— What to work on —
Reproduce every item below verbatim, omitting the pictures.
———
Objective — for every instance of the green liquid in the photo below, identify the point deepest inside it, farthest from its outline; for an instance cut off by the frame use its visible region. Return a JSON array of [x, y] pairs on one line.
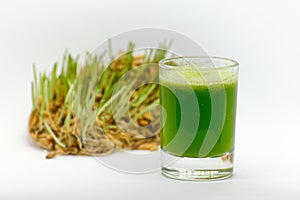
[[225, 141]]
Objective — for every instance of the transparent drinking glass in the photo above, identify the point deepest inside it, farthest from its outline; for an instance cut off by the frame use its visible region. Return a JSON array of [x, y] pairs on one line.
[[198, 97]]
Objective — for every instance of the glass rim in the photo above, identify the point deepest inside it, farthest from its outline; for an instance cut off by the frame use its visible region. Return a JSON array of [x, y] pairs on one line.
[[233, 63]]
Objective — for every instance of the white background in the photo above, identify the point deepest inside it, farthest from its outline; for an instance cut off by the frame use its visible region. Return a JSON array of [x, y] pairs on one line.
[[264, 36]]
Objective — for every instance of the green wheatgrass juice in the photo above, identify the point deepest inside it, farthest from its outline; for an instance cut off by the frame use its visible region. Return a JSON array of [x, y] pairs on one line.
[[199, 87]]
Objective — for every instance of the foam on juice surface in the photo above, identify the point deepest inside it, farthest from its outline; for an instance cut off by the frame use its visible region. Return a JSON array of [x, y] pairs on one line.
[[192, 75]]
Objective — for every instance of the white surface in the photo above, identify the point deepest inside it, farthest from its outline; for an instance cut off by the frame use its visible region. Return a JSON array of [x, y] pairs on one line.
[[262, 35]]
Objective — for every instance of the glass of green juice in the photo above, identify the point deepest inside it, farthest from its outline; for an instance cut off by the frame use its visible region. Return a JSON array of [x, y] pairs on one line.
[[198, 97]]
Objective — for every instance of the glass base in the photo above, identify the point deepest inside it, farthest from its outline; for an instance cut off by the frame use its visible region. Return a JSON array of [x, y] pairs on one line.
[[197, 169]]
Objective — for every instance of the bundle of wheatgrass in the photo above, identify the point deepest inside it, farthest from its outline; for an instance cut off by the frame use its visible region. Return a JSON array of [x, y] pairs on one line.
[[72, 109]]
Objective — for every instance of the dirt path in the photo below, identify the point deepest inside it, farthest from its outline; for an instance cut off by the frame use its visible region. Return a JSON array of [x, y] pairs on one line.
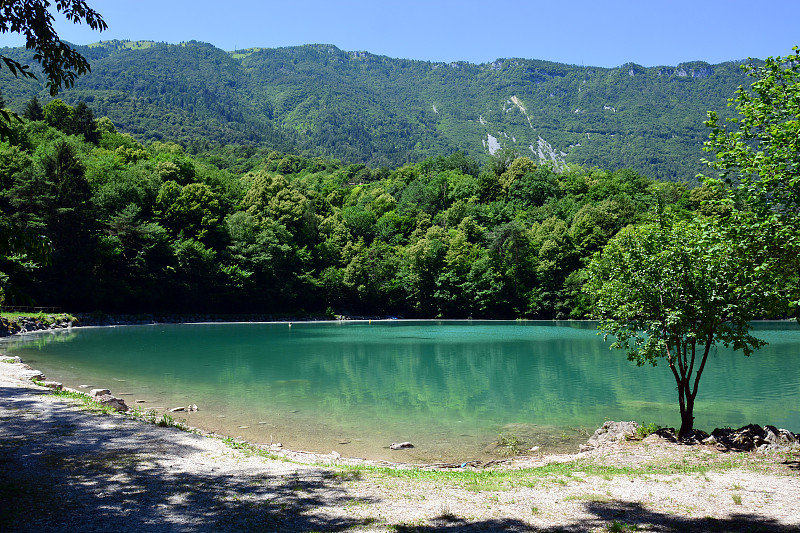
[[64, 467]]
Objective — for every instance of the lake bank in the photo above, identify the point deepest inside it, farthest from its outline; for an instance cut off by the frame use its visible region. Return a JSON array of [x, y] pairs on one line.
[[451, 388], [64, 467]]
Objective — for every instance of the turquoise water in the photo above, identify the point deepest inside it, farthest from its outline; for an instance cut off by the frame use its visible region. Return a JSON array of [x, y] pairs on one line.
[[449, 387]]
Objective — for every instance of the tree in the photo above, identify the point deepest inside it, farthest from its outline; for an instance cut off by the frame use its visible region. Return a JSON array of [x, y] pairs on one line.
[[674, 289], [60, 63], [760, 153], [59, 115], [33, 110]]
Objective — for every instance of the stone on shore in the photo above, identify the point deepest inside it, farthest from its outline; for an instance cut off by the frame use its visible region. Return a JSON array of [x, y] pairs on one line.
[[610, 433]]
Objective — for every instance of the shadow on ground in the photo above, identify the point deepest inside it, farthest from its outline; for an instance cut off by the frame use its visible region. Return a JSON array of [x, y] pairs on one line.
[[612, 516], [59, 472], [62, 470]]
———
— Solution to this problem —
Objective — for every instance of the green liquid in the photo below, identify the point deepest inside it, farthest from its outline; for an instance cut off by the frame use its visible region. Return a JSON array of [x, y] pairs on one line.
[[225, 141]]
Objective — for every instance of the transparent drinking glass in the photo above, identify the point deepest inside it, farthest from its outline; for an instance cut off by the frame use its visible region. Return a JSON array of [x, y] pairs on one line.
[[198, 97]]
Objective — for every instance of the glass rim in the photo above, identify the point deepest inside it, farthest from its outline; for an instance cut off by the frame use its visible region. Return a JSON array of [x, y] pairs on one line.
[[233, 63]]
Objective — for every instance of the white background in the photo above, identify the point deepest inside it, farthest from its outline; for an instance cut off by the frame use its visible region. Return a JSON array of [x, y] pairs on one line.
[[264, 36]]
Objective — for every instance of the green wheatgrass juice in the photo above, identify the point deepest inside it, farthest from its outline; for an instance cut off by the frame use its visible region. Return a JSON array of [x, y] pairs on one line.
[[199, 87]]
Objective — for every instance of the foam on juice surface in the photo above, identify the point deepest inside it, farthest from its outline; for an instance cut off by the frame use its visible region. Return a JSON array of [x, y] pairs on one line.
[[192, 75]]
Objective — for every instance of the white surface in the photo above, identify the point deepest inside it, farthest from its outline; for an instance cut off by the frame use its visible region. Return a JSON array of [x, y] pairs on one line.
[[262, 35]]
Objective — for every instance of the glass of green juice in the photo above, identify the point deepest inside it, farthest from its outline; for an instance cut off by the frame use its visible region. Return a JSON array of [x, y] pairs on one line.
[[198, 97]]
Objective — for every instance of the glass base in the photo above, identify the point deepest inside it, farthest from its outline; for an instance cut off by the frame use its visible region. Return a JSON array of [x, y] pairs on one line.
[[197, 169]]
Objective — for every instance of the bundle of wheatgrass in the photo above, identify the point deepest inside it, farthest from its outline; for an instance cut off by the frame use its visible region. Return a JSON array of [x, y] pairs on one line.
[[72, 109]]
Objective — for every instance of the dirt path in the photo below, identify the point deepest inside it, farthest from its outline; for an instance cut off by the frame use its visible region. Return a JSON array of [x, y] pairs on one line.
[[64, 467]]
Objective — for every instance of the lake bank in the photo above, identify the point deepest inside it, farthest from its outline; for an instance cut off by the frame use its visible region. Return a JSON array of [x, y] pairs on one line.
[[451, 388], [64, 467]]
Objective — for every instance of the turquoise water in the photo above, identify the point deepest inside it, farthest from its outline; for an instance cut off by the frame use its visible region. Return a JSON array of [x, y] pairs on one line.
[[449, 387]]
Objective — for every instance of the tree in the photo above, identify the point deepest inside it, farthest from its outline; for an instance cut off by the frame use its visible region. Return a JSON array of [x, y] pairs on one line.
[[674, 289], [60, 63], [760, 153], [59, 115], [33, 110]]
Objective — for every instance of the stone on shore in the photo above, identify the point deepest inside it, farthest from its outline; for an instance cut off by the frame use its visible region. Return a JSON array of [x, y] pairs on one line.
[[610, 433]]
Objective — for every instance of the shadow on ground in the photo above, identify the point deepest inside it, farthest from its outline; for an instance cut off by the frame use its visible region. Return a JSON array of [x, y] pairs on one line.
[[612, 516], [59, 472], [62, 470]]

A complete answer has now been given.